WHAT IS EXPECTED
List every line in the data below that contains the string "floor".

RECORDED DATA
<<<<
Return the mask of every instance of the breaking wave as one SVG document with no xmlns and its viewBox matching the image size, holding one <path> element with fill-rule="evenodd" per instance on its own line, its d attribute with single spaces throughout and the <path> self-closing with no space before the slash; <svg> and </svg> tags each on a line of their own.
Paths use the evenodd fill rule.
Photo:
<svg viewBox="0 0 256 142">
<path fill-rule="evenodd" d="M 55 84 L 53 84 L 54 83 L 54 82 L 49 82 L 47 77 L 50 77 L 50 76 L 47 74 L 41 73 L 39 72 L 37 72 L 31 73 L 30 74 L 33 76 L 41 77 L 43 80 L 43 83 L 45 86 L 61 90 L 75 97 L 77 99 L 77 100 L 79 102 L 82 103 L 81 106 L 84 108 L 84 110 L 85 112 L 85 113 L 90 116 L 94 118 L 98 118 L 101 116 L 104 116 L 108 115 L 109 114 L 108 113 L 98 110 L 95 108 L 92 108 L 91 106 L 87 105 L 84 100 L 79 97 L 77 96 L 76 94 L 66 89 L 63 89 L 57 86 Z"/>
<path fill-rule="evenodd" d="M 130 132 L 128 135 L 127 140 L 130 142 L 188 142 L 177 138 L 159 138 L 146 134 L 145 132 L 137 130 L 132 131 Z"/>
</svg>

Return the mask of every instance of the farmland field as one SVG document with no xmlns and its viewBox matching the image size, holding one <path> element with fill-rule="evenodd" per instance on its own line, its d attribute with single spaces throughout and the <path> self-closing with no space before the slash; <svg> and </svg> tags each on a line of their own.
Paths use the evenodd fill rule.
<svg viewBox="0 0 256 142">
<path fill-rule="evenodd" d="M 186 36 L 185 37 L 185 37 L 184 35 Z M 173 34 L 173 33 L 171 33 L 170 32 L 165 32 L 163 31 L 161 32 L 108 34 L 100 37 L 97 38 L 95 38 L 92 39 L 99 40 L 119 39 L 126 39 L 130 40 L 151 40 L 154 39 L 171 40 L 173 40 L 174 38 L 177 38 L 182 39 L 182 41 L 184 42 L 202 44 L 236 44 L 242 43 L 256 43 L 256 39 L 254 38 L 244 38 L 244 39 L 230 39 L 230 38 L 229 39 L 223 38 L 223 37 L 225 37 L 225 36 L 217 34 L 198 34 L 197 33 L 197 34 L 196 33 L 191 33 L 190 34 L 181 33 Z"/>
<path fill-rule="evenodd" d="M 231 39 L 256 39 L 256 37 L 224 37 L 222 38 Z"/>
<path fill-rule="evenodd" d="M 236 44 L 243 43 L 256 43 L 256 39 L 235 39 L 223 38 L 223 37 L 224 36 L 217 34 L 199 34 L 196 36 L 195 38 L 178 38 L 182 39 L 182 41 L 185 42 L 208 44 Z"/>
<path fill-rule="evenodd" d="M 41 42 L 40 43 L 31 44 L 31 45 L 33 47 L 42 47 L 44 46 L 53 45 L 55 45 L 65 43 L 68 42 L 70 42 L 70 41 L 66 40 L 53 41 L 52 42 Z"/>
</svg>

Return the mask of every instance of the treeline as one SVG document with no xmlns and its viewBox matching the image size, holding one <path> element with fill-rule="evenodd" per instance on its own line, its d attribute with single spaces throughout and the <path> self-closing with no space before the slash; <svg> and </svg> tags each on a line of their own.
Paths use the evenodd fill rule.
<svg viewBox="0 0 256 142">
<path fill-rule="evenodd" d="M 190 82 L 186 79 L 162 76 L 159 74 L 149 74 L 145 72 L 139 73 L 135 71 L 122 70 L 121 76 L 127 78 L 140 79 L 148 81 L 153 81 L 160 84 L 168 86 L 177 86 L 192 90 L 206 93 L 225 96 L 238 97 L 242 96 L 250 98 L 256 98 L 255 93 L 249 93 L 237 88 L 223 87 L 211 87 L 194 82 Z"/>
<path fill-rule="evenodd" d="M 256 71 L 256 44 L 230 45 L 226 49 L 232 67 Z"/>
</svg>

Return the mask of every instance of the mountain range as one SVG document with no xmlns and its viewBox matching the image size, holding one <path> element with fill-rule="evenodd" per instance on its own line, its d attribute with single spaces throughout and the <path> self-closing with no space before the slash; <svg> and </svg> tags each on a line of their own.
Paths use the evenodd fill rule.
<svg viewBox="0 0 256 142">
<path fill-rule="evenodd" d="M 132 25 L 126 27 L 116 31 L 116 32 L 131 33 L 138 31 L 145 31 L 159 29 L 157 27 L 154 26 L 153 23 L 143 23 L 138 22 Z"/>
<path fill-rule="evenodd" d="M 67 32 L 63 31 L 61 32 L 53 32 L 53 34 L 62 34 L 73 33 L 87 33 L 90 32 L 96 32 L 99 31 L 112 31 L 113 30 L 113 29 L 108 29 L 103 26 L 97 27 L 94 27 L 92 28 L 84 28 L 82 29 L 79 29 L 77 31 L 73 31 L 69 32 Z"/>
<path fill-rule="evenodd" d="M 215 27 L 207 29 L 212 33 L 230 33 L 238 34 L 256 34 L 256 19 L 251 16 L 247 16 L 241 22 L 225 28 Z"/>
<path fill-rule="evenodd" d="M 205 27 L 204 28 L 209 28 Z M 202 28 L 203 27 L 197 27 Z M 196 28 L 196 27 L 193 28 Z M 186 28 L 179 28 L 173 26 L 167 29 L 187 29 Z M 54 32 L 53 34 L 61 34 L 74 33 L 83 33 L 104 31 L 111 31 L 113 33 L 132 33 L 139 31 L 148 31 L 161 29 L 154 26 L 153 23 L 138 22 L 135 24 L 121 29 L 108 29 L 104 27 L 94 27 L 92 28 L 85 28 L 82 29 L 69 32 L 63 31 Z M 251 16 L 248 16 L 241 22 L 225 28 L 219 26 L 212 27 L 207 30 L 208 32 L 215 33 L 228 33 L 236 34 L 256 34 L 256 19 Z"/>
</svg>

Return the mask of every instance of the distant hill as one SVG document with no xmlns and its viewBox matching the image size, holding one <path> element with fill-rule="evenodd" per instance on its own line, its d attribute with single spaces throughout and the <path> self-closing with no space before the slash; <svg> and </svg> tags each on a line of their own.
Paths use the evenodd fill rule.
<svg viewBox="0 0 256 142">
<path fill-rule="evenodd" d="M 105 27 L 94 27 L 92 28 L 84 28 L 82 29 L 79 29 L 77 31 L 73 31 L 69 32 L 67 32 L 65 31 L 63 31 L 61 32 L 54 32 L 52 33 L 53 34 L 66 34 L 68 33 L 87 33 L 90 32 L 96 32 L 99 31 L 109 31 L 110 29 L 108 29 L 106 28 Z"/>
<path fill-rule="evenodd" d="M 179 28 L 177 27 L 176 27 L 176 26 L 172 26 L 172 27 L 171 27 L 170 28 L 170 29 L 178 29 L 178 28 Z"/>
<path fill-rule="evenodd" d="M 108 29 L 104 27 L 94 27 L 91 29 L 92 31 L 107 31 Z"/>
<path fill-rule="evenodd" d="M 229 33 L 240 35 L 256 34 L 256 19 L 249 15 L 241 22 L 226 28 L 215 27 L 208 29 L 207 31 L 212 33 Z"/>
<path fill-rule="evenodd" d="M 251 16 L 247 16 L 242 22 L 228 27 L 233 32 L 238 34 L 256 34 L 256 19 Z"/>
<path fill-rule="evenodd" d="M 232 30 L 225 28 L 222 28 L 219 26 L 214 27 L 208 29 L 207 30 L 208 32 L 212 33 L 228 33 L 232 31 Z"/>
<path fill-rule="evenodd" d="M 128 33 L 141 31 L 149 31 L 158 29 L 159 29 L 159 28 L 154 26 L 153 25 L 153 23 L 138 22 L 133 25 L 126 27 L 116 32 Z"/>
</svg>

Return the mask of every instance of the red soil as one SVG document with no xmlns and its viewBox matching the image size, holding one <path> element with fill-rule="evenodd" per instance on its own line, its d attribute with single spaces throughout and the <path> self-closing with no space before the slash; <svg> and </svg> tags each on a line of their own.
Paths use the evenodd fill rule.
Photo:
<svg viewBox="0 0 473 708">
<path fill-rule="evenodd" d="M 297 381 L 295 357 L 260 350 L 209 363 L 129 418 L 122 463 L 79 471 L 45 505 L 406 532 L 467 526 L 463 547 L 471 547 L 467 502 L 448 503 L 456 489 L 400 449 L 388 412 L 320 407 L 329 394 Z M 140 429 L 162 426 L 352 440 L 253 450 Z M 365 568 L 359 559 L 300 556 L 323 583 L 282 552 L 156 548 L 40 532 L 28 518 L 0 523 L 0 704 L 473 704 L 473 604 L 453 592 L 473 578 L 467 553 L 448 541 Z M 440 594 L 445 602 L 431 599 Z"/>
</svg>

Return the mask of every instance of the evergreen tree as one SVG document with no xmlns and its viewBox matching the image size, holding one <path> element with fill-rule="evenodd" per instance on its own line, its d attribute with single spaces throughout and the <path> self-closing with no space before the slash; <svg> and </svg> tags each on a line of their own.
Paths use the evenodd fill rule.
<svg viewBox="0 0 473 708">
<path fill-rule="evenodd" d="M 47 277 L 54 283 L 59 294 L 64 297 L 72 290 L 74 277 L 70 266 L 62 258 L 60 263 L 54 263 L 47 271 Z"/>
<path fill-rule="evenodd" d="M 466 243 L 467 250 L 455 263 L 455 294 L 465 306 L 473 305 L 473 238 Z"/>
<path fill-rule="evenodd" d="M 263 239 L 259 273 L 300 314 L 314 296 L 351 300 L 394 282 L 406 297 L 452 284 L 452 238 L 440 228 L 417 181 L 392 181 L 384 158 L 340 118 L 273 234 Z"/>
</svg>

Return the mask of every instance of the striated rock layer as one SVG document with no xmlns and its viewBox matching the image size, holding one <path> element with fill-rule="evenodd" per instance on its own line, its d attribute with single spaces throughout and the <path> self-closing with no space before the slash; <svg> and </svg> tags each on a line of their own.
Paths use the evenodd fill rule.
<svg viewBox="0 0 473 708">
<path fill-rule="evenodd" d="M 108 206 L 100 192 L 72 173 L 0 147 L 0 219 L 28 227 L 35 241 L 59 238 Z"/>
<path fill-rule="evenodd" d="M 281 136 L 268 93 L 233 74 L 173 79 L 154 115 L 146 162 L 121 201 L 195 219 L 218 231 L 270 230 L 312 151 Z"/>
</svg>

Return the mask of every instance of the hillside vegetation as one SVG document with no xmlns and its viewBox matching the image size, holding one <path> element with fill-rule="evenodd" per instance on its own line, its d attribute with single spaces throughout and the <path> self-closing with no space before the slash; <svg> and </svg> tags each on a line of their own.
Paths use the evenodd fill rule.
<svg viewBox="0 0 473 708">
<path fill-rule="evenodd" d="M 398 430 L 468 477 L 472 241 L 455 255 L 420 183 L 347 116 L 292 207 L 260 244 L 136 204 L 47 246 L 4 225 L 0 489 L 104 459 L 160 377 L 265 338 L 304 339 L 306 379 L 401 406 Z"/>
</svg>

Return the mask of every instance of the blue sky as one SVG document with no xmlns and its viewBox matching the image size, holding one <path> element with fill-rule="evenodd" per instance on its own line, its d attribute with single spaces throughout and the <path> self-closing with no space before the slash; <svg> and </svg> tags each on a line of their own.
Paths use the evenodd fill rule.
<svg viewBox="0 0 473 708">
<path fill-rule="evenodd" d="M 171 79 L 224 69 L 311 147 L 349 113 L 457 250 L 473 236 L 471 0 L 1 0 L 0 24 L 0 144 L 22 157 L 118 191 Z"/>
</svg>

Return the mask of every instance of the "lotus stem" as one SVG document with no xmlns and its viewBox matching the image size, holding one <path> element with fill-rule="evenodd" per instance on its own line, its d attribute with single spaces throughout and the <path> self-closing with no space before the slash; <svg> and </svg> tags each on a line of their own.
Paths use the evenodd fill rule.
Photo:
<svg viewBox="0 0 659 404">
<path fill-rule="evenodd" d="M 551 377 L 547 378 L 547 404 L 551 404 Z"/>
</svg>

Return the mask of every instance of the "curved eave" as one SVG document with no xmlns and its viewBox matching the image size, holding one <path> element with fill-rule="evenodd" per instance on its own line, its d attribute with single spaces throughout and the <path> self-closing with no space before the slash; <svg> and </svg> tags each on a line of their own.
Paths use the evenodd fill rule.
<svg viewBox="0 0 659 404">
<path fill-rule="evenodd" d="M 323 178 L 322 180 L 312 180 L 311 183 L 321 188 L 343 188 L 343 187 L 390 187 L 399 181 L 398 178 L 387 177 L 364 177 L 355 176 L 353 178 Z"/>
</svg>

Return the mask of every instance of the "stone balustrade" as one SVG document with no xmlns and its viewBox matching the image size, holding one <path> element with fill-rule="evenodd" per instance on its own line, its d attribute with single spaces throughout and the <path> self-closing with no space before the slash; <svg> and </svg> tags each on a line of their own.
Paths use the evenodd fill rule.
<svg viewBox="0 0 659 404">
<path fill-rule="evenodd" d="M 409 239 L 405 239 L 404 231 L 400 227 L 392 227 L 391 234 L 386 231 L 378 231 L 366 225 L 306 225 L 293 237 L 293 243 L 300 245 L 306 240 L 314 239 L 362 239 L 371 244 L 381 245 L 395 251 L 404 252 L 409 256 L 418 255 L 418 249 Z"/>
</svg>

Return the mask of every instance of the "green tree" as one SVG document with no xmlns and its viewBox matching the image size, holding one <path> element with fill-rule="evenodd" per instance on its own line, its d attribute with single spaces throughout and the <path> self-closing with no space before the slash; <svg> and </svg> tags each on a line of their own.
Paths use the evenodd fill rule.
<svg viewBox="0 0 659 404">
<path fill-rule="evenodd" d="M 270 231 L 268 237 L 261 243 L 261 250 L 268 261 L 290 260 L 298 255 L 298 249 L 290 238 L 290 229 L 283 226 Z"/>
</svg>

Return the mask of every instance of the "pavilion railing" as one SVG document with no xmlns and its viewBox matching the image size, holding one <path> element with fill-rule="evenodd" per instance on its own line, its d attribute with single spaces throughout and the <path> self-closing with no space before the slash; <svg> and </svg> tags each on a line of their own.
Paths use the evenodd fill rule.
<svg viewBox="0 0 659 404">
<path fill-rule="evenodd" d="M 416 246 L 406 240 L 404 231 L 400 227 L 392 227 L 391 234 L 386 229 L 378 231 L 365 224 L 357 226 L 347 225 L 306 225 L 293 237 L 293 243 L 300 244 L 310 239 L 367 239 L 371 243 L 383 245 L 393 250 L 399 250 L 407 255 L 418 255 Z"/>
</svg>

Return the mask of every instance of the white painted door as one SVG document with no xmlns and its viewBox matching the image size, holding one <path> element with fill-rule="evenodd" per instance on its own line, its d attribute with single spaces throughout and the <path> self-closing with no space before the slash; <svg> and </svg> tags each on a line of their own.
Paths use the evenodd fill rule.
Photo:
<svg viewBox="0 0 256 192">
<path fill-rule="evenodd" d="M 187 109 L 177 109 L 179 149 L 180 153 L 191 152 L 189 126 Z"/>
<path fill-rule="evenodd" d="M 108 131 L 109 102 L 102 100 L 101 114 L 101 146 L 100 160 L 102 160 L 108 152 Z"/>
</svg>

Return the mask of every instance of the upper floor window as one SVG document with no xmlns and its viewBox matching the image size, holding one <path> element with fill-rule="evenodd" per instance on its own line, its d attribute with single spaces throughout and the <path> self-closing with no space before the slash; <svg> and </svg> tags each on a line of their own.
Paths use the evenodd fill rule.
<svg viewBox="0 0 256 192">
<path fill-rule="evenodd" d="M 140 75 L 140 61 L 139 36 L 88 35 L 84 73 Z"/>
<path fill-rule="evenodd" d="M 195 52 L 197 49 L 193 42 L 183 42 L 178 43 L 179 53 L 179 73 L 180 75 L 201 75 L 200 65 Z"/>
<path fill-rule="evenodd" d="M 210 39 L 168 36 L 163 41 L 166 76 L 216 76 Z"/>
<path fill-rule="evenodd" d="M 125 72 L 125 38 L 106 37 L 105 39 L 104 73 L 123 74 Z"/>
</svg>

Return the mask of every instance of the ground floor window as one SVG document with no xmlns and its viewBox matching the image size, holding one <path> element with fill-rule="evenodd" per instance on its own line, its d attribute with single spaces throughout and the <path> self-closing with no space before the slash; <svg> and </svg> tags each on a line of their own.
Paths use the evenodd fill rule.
>>>>
TASK OUTPUT
Return the mask of every instance of the upper floor window as one SVG document with no xmlns and its viewBox matching the image size, holding one <path> element with fill-rule="evenodd" per instance on its own line, its d attribute with single spaces throughout and the <path> self-closing with no space before the slash; <svg> and </svg> tags each on a line of their own.
Return the mask of every instance of the ground floor window as one SVG document with no xmlns and its viewBox matching the image size, holding one <path> element with fill-rule="evenodd" per instance on its own line, its d attribute with single spaces throughout and the <path> self-closing with no space before the slash; <svg> and </svg> tags each on a line of their own.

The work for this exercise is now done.